● **EXERCISE REQUIREMENTS**: Reproduce every line of the source records from the line with "Practice. Indicate each instance of the sandy" through the last line, inclusive, raising each answer coordinate by 20 and leaving all other text as it stands.

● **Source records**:
-- begin --

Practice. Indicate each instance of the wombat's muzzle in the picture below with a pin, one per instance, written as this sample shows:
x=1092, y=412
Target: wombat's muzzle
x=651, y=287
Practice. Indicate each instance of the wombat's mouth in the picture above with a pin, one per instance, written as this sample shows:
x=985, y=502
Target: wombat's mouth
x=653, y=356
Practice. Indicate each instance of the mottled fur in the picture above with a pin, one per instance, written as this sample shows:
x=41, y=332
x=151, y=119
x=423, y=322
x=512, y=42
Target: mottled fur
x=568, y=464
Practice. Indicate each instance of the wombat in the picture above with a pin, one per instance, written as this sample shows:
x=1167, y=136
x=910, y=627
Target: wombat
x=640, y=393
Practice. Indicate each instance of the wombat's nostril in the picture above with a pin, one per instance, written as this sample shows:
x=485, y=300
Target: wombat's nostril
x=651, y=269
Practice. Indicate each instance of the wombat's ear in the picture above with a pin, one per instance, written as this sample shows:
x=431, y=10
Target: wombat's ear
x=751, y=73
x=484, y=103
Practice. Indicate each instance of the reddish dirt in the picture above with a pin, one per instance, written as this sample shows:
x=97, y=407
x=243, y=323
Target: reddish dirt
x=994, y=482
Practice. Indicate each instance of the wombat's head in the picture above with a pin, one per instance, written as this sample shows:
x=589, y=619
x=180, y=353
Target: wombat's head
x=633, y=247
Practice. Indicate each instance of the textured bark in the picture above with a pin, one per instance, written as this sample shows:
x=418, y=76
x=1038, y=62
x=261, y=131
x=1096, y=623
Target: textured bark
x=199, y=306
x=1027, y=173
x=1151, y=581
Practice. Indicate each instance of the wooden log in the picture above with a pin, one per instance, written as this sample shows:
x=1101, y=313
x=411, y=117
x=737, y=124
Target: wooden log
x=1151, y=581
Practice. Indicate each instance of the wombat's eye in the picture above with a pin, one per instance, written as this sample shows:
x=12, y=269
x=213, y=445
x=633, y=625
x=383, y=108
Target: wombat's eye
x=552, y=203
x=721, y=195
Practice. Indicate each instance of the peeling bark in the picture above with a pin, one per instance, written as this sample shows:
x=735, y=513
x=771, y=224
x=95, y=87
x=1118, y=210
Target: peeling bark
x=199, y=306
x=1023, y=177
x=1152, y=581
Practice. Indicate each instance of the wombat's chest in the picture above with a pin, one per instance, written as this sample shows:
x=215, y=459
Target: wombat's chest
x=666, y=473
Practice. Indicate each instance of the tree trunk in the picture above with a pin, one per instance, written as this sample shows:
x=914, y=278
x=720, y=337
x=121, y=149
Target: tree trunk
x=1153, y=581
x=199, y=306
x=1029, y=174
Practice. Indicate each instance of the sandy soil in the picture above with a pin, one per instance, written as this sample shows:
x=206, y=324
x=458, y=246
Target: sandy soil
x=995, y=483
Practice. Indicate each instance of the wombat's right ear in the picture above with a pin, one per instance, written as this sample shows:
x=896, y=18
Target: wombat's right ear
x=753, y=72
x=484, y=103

-- end --

● **RESPONSE TO THIS TASK**:
Practice. Indicate each instance of the sandy soil in the picture above with a pin, one per instance, written as this sample shows:
x=206, y=324
x=458, y=246
Target: sandy soil
x=1015, y=503
Practice. Indicate each instance of the wombat's right ear in the picture above with a pin, one per instance, written as this sample shows:
x=896, y=18
Target: wombat's right ear
x=773, y=92
x=504, y=123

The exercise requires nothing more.